### Excerpt to read
European Business Wallet for SMEs: what changes administratively
For SMEs operating within the EU, the European Business Wallet for SMEs could meaningfully simplify administration. Small and medium-sized enterprises make up 99 percent of all businesses in the European Union, and they are the ones who feel the impact of fragmented national procedures most when operating across borders. The European Commission expects the European Business Wallet for SMEs to structurally reduce hassle around onboarding, tenders, and permit applications.
What the European Business Wallet for SMEs actually offers
With a European Business Wallet, businesses can digitally prove their own identity and instantly verify that of others. The wallet makes it possible to create, store, and share trusted documents such as permits, licences, and certificates. Documents can be digitally signed, timestamped, or sealed. Businesses can also delegate others to act on their behalf with legal effect, and communicate securely with other businesses or public administrations through a single digital channel.
Less paperwork in onboarding, tenders, and permits
According to the European Commission, a single digital identity combined with a single communication channel toward public administrations means businesses operating across the EU experience up to 26 times less hassle than today. Actions that currently require paper or in-person handling gain the same legal effect when carried out digitally through the wallet. That affects processes that are especially time-consuming for SMEs: onboarding new customers and suppliers, going through tender procedures, applying for permits, and compliance checks such as anti-money-laundering (AML) procedures. Because the necessary data is available digitally and across borders, the need to be physically present or repeatedly resend documents disappears for many of these processes.
What the numbers say about the savings
The European Commission estimates that simplification measures around the European Business Wallet could save up to €5 billion in administrative costs by 2029. For European businesses as a whole, the wallet could unlock at least €160 billion in savings every year. Because SMEs make up by far the largest group of businesses in the EU, a substantial share of those savings lands with exactly the businesses that have the least budget for legal and administrative overhead.

### Required task A
The text on the European Business Wallet names processes that take SMEs especially long. List each one.

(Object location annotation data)

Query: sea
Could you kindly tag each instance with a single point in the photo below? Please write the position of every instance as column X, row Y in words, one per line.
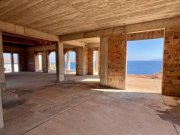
column 133, row 67
column 139, row 67
column 144, row 67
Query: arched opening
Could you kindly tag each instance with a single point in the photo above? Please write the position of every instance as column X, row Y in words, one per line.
column 70, row 62
column 52, row 62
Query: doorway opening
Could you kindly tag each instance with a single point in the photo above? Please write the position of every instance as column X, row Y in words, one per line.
column 96, row 62
column 39, row 62
column 52, row 62
column 7, row 62
column 16, row 62
column 144, row 65
column 70, row 62
column 11, row 62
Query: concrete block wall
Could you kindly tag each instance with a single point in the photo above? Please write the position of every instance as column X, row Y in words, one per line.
column 171, row 66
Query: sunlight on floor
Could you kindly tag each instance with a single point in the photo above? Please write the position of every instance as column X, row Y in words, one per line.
column 125, row 91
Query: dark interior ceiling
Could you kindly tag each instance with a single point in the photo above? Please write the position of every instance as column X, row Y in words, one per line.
column 18, row 40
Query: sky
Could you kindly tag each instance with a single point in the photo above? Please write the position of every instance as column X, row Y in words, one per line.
column 151, row 49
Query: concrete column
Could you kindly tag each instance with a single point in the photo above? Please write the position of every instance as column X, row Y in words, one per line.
column 12, row 62
column 45, row 62
column 60, row 62
column 2, row 80
column 171, row 62
column 103, row 60
column 68, row 61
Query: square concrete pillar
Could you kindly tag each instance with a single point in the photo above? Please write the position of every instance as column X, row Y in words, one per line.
column 171, row 62
column 81, row 61
column 113, row 61
column 60, row 62
column 2, row 80
column 45, row 61
column 103, row 60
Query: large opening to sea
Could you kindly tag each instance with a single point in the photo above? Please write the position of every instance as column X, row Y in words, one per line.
column 145, row 64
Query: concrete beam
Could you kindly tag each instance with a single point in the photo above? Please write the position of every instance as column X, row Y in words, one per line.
column 134, row 28
column 25, row 31
column 74, row 43
column 92, row 45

### Required task B
Rewrite the entries from the line containing "Query: concrete column" down to the end of the entries, changing every "concrete" to "stone" and leaving all else unchanged.

### Final answer A
- Onboarding new customers and suppliers
- Going through tender procedures
- Applying for permits
- Compliance checks such as anti-money-laundering (AML) procedures

### Final answer B
Query: stone column
Could you kindly tag each instance with a single point in the photo above? Please write the position of every instance as column X, row Y in words, one per line.
column 12, row 62
column 45, row 62
column 60, row 62
column 2, row 80
column 171, row 62
column 103, row 60
column 68, row 61
Query: square stone pillar
Could you kindly tag each instance with a single point in the photo above? Please write the position of every instance as column X, row Y in words, one per line.
column 171, row 62
column 81, row 61
column 113, row 61
column 60, row 62
column 2, row 80
column 45, row 61
column 103, row 60
Query: large opening to sea
Could you kindly tag each instance with a single point in the photo above? Please write the position of every instance as column X, row Y in words, one per line.
column 145, row 64
Query: stone beam
Could you kindly tag each instance with a single point in the photo above? Please write the position of every instance as column X, row Y in words, one per line.
column 134, row 28
column 25, row 31
column 74, row 43
column 92, row 45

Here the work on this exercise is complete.